Yang Diminta -
Ubah seluruh baris materi di bawah ini menjadi daftar bernomor tanpa baris kosong. Jangan sertakan gambar dalam jawaban.

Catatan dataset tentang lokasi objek
▬▬▬▬▬▬▬▬▬▬
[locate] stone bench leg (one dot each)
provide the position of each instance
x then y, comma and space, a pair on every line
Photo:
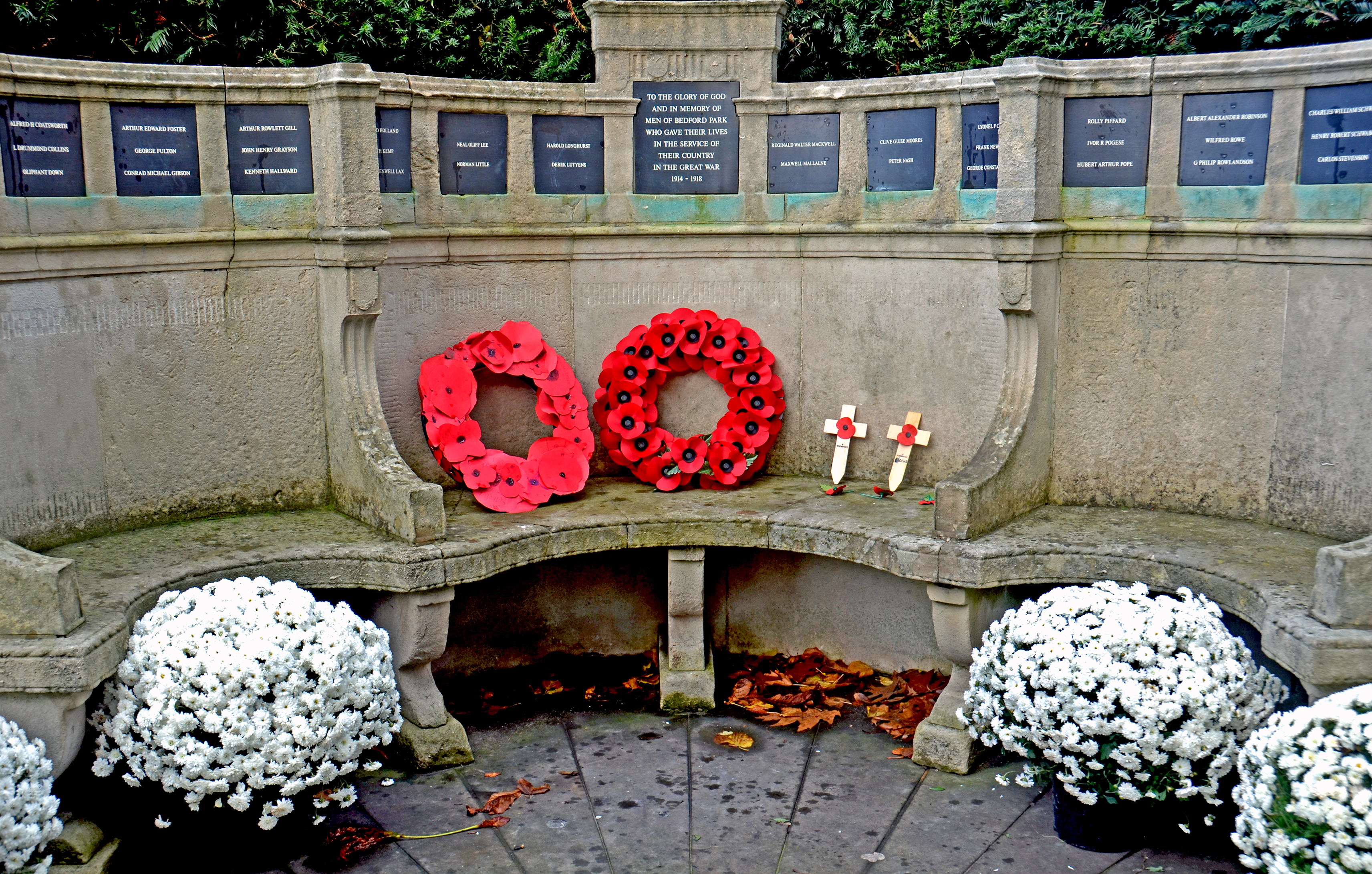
688, 671
961, 618
417, 625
▬▬▬▬▬▬▬▬▬▬
Hasilnya -
1. [locate] stone bench leg (one dot each)
2. provide the position of each instance
3. x then y, comma and space, a pair on every line
4. Photo:
5. 688, 671
6. 961, 618
7. 417, 625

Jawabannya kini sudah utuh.